What you are asked to do:
Write the next part of the commentary below on contraception, working women, and household incomes, picking up after its final sentence about the Goldin and Katz working paper.

┌─ Given passage

Popular Economics Weekly
Republicans, whether knowingly or unknowingly, not only court political disaster when they attack women’s contraception, but risk economic disaster as well, since without readily available contraception—from the pill onward—women would not have been able to contribute to economic growth as they have today and boost family incomes, when males’ head of households incomes began a steady decline in the 1970s.
This is a well-known fact, yet Republicans led by the religious extremists in their party, don’t want to realize that without women’s work outside of the family—which was severely restricted before birth control and family planning became possible in the 1970s—our economy would be in much more dire straits than it is today.
In effect, Republicans really are saying they want to take away a woman’s ability to earn her own living, necessary in this modern age with divorce so prevalent, and family incomes declining. Women constituted 47 percent of the American workforce, will remain 30 years at work, and the typical American family today is the dual-earner family, says a 2000 academic paper, entitled Professional Women, The Continuing Struggle for Acceptance and Equality. Women’s work numbers are even higher today after the worst recession since the Great Depression.
The paper’s research said employed women, regardless of marital status, reported greater happiness than the nonemployed women, and are less depressed. In fact, women who participate in multiple roles (such as mother and working professional), actually experience lower levels of stress-related mental and physical problems and feel generally better than their cohorts who engage in few roles. So women’s work also strengthens families, contrary to right wing dogma that says she must remain in the kitchen to support ‘family values’.
It wasn’t always so. Rising household incomes after WWII had helped to establish our middle class. But a combination of circumstances beginning in the 1970s, including the growing power of Big Business to weaken labor laws that took away the earning power of men, caused household incomes to begin a steady decline. In fact, incomes could no longer even keep up with inflation, as detailed in Jacob Hacker and Paul Pierson’s Winner Take All Politics: How Washington Made the Rich Richer--and Turned Its Back on the Middle Class.
The widespread availability of contraceptives and birth control in the 1970s that enabled intelligent family planning and women’s wholesale entry into the workforce, is documented with countless research, such as a National Bureau of Economic Research working paper by Harvard economists Claudia Goldin and Lawrence Katz.

└─
┌─ Supplied data

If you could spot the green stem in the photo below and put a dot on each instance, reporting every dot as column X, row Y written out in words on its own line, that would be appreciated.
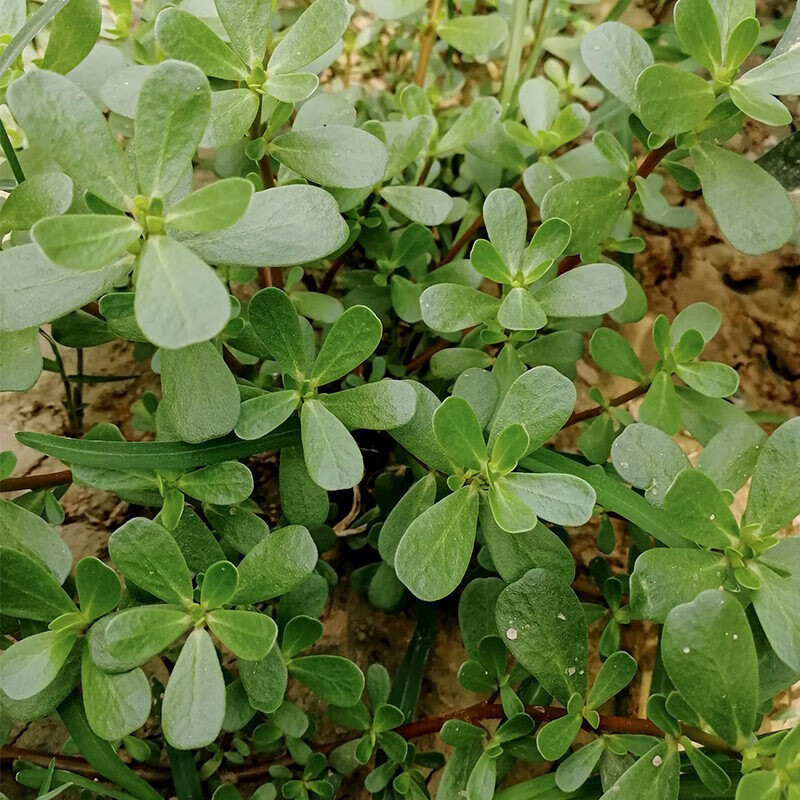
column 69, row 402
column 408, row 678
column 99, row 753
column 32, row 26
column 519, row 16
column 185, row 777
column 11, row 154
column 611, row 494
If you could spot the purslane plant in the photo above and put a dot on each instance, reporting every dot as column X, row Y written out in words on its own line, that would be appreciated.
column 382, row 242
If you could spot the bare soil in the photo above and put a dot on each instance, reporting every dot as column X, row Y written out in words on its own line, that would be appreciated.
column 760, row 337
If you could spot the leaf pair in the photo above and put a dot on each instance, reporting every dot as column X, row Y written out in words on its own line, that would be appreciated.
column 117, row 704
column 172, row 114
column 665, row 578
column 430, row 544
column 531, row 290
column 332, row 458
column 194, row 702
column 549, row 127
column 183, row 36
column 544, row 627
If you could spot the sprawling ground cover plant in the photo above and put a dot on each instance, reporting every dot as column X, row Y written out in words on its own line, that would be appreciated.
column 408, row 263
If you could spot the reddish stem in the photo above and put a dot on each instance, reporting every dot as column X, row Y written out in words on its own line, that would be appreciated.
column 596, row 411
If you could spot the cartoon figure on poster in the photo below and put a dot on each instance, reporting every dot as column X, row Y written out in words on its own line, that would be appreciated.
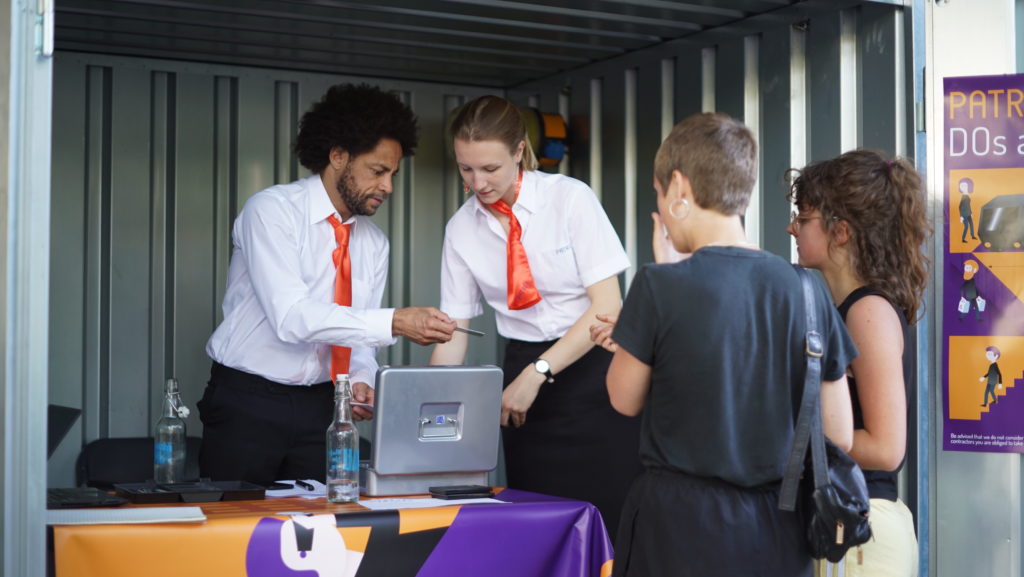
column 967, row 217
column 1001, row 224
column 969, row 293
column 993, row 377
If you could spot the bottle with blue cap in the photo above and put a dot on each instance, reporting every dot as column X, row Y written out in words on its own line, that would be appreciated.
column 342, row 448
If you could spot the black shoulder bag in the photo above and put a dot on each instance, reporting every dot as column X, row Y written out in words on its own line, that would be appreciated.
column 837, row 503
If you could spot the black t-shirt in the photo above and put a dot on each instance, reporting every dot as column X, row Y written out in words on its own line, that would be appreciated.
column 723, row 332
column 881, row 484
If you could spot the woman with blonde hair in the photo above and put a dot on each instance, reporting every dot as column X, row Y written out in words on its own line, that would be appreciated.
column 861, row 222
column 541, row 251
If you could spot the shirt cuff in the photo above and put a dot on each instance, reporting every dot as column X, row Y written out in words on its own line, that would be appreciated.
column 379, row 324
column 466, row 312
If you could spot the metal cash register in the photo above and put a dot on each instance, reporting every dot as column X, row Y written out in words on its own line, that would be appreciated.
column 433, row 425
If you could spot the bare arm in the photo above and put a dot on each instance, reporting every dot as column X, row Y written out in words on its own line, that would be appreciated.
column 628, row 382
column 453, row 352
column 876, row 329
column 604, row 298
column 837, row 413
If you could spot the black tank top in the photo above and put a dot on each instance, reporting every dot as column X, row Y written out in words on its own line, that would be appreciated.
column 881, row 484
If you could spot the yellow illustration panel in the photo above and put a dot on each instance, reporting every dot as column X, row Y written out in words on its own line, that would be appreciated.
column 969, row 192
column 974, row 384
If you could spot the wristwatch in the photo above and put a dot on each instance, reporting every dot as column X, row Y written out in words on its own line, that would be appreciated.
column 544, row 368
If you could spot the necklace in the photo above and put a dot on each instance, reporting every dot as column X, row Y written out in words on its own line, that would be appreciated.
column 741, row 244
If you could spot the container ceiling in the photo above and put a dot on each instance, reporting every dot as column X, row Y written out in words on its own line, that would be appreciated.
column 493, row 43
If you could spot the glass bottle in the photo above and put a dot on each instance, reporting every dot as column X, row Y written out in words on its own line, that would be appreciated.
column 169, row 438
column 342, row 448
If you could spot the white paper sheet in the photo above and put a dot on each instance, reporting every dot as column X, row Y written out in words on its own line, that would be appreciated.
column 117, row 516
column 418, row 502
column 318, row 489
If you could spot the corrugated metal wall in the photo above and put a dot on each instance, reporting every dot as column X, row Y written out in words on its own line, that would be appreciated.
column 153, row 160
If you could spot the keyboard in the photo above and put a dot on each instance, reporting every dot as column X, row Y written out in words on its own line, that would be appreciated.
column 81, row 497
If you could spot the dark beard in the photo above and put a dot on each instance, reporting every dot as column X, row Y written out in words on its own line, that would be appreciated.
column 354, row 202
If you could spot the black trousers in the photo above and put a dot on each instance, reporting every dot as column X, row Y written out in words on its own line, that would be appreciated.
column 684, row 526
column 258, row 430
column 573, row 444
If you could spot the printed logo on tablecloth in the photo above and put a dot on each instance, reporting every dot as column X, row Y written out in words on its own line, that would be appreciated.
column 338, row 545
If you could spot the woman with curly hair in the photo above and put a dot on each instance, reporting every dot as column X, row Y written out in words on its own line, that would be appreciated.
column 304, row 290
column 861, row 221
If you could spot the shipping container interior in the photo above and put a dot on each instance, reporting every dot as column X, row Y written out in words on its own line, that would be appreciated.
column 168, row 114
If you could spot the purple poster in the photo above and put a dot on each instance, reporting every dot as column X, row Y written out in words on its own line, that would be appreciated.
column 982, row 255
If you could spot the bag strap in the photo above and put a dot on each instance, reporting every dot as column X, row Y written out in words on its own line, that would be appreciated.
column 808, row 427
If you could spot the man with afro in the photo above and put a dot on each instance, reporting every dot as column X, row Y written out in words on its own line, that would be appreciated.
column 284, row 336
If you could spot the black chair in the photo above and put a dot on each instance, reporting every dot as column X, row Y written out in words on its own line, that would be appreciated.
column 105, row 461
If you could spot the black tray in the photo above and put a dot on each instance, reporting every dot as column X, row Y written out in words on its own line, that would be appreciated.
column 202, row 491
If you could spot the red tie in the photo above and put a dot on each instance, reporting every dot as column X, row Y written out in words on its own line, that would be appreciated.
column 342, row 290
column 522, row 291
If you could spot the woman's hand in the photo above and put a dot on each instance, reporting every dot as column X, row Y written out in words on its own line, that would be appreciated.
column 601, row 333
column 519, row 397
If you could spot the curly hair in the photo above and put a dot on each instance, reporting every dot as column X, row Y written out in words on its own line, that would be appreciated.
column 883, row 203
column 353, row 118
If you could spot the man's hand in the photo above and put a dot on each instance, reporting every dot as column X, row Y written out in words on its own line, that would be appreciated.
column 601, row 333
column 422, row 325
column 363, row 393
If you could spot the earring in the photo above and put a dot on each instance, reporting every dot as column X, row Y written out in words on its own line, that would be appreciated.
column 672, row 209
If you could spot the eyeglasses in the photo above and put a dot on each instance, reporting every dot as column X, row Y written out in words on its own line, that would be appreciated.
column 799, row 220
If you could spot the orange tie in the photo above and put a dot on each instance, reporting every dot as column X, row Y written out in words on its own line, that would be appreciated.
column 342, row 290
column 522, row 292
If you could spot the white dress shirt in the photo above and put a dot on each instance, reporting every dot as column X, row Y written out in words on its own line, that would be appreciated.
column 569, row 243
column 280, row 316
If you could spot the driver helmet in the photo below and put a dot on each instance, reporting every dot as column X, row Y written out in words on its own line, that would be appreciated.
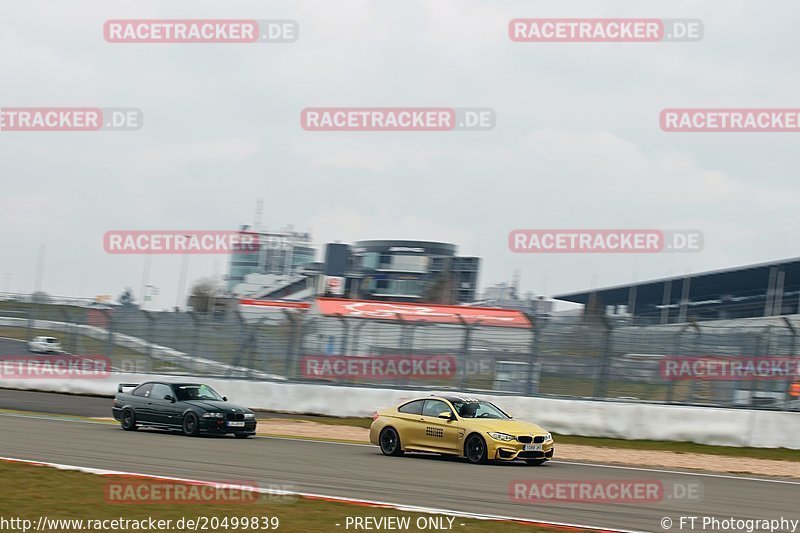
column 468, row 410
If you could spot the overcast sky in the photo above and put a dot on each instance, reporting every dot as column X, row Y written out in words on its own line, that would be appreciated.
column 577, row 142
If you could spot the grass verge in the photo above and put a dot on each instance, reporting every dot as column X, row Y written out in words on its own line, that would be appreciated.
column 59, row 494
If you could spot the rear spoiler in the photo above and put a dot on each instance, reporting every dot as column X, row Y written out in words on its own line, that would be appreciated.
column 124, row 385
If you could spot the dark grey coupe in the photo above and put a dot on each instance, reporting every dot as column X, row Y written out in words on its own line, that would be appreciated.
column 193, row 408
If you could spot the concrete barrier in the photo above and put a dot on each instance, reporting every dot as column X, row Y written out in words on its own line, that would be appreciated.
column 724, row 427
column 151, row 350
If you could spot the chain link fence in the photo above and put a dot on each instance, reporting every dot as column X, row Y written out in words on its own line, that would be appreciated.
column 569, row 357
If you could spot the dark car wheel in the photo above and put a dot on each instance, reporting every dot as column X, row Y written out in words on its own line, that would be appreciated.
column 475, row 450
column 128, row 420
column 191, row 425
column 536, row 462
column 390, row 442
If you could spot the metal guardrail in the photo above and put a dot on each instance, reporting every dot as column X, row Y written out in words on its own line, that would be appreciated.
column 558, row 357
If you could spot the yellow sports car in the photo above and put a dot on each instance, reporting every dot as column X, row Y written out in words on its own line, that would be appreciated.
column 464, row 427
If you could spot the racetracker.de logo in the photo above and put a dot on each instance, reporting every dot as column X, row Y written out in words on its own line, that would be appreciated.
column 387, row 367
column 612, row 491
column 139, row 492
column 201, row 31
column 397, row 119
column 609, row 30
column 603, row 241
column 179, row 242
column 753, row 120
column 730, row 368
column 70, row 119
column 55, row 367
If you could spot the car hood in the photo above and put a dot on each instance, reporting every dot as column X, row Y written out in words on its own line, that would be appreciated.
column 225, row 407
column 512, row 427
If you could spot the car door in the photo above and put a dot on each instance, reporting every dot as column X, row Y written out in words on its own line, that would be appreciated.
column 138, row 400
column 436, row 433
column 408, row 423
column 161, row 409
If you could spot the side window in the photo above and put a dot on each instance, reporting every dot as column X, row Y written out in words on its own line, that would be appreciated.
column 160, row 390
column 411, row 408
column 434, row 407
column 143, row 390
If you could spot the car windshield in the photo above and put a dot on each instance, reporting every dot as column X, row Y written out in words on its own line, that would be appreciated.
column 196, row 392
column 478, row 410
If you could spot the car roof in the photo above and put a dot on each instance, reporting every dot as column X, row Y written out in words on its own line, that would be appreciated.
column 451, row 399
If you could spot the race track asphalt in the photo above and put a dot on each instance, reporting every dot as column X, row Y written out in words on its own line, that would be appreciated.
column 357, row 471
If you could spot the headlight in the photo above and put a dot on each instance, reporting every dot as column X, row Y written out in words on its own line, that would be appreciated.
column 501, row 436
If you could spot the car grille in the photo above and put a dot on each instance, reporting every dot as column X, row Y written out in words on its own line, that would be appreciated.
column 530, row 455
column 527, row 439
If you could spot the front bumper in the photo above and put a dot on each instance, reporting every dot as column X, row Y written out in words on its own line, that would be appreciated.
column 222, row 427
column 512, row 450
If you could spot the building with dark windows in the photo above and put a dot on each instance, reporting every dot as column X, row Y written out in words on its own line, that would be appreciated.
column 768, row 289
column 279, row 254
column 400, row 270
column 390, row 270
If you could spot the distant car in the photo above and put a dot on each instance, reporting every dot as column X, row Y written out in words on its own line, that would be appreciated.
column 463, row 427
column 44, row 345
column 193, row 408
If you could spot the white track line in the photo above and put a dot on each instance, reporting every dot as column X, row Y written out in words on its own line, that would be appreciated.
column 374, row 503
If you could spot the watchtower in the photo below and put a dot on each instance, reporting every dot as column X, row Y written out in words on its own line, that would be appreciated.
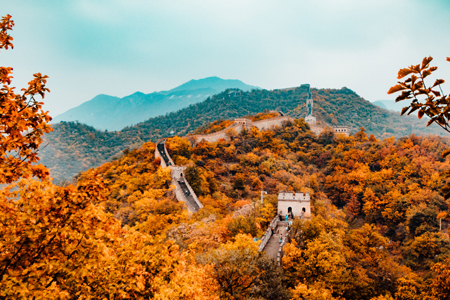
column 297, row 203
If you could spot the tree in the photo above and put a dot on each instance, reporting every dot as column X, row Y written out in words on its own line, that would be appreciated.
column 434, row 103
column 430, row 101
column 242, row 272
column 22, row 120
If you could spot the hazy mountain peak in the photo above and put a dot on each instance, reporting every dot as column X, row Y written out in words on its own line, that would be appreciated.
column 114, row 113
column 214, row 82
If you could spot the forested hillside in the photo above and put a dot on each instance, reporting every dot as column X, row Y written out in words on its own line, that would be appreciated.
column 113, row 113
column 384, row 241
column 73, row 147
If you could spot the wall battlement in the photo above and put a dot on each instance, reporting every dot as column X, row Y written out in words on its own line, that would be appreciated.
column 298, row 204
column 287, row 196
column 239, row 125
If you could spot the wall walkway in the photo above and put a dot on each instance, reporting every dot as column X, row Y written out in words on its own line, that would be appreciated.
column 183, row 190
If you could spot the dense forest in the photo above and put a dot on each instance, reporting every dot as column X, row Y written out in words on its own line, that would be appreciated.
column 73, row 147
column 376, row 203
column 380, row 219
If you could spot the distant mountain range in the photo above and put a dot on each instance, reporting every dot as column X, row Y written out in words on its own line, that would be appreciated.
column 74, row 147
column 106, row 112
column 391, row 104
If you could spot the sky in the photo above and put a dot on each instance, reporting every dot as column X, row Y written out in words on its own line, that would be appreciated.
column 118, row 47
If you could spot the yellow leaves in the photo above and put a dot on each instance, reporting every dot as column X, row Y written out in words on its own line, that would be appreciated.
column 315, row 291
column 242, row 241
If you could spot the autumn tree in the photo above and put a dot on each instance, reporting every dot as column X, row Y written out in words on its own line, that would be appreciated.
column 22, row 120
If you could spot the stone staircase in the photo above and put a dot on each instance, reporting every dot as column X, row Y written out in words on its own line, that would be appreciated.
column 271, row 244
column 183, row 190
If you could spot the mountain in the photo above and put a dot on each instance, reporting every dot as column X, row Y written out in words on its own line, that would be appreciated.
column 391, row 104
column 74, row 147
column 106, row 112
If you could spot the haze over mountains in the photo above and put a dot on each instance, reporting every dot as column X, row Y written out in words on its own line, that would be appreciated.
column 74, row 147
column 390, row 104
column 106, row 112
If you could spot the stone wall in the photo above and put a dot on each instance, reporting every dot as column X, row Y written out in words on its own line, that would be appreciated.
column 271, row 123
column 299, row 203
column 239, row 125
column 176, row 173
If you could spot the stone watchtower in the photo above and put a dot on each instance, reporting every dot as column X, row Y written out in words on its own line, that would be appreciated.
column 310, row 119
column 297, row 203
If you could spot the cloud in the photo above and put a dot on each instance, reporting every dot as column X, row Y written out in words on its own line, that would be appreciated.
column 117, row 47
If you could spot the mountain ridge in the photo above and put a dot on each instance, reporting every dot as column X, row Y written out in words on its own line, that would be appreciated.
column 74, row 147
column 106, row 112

└─

Answer box:
Wikipedia also cites women’s history from home base to workforce. “The fourth phase, known as The Quiet Revolution, began in the late 1970s and continues on today. Beginning in the 1970s women began to flood colleges and grad schools. They began to enter profession like medicine, law, dental and business. More women were going to college and expected to be employed at the age of 35, as opposed to past generations that only worked intermittently due to marriage and childbirth.”
Wikipedia continues: “The reasons for this big jump in the 1970s has been attributed by some scholars to widespread access to the birth control pill. While "the pill" was medically available in the 1960s, numerous laws restricted access to it. See, e.g., Griswold v. Connecticut, 381 U.S. 479 (1965) (overturning a Connecticut statute barring access to contraceptives) and Eisenstadt v. Baird, 405 U.S. 438 (1972) (establishing the right of unmarried people to access contraception).”
It should also be obvious that women’s health is crucial to a family’s physical (as well as economic) health. So attacks on women’s availability of contraceptives is a direct threat to the family’s health and well-being. These attacks take many forms, including forced vaginal ultrasound before an abortion is allowed in Texas, as well as nationally with the Blunt U.S. Senate amendment (that was barely defeated) that allowed employers to ban insurance coverage for contraceptives based on moral grounds—theirs, not a woman’s.
Dr. Hal C Lawrence III, as cited in the New York Times, the executive vice president of the American Congress of Obstetricians and Gynecologists, opposed the Blunt amendment and affirmed the values of contraception, saying, “it improves and saves babies lives, improves maternal health and can be life-saving for women with serious medical problems.”
Senator Barbara Boxer has called it a “systematic war against women” in Senate hearings on the Blunt amendment. But it is in reality a war against women in the workplace, where women have in fact not yet achieved income equality with men.
As cited in a 2010 Center For American Progess editorial, without contraception, women cannot plan their pregnancies, and that need is more important than ever. By the end of 2009, men had lost 7 out of 10 jobs in the Great Recession. Some two million working wives had an unemployed husband, making women’s income even more critical to a family’s economic well-being.
Need we say more? The Republican’s attack on women’s contraceptive rights is therefore not only an attempt to put her back in the 1950s kitchen, but an attack on America’s overall economic health.